• _Description of the task_
Update the listing below by changing every "dome" to "cupola" and keeping everything else the same. Leave the pictures out of your answer.

• _Information supplied_
>>>>>
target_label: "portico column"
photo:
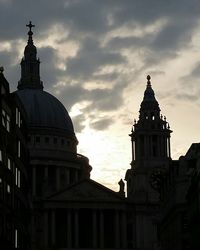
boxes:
[67,210,72,248]
[66,169,70,184]
[32,166,36,196]
[51,210,56,246]
[122,211,127,248]
[92,210,97,248]
[115,210,120,248]
[100,210,104,248]
[44,211,48,247]
[56,167,60,191]
[74,210,79,248]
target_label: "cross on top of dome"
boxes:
[26,21,35,44]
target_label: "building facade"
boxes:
[0,22,200,250]
[0,68,31,249]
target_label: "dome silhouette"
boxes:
[16,88,74,134]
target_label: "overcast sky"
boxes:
[0,0,200,190]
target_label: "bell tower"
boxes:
[126,75,172,202]
[17,21,43,90]
[125,76,172,250]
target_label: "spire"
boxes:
[26,21,35,45]
[18,21,43,90]
[140,75,160,119]
[143,75,156,101]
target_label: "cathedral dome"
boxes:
[16,88,74,134]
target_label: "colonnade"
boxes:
[44,209,127,249]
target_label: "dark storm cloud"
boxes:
[0,0,200,133]
[67,38,126,80]
[59,78,127,112]
[90,118,114,130]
<<<<<
• _Solution to this exercise_
target_label: "portico column"
photo:
boxes:
[67,210,72,248]
[66,169,70,184]
[32,166,36,196]
[51,210,56,246]
[122,211,127,248]
[92,210,97,248]
[115,210,120,248]
[100,210,104,248]
[44,211,48,247]
[56,167,60,191]
[74,210,79,248]
target_label: "cross on top of cupola"
boxes:
[26,21,35,44]
target_label: "building facade"
boxes:
[0,22,200,250]
[0,68,31,249]
target_label: "cupola silhouette"
boxes:
[16,88,74,134]
target_label: "overcast sky"
boxes:
[0,0,200,190]
target_label: "bell tower"
boxes:
[126,75,172,202]
[17,21,43,90]
[125,76,172,250]
target_label: "spire"
boxes:
[26,21,35,45]
[18,21,43,90]
[140,75,160,119]
[143,75,156,101]
target_label: "cathedral cupola"
boxes:
[16,88,74,134]
target_label: "colonnade"
boxes:
[44,209,127,249]
target_label: "dark storm cloud"
boxes:
[0,0,200,133]
[67,38,126,80]
[59,78,127,112]
[90,118,114,130]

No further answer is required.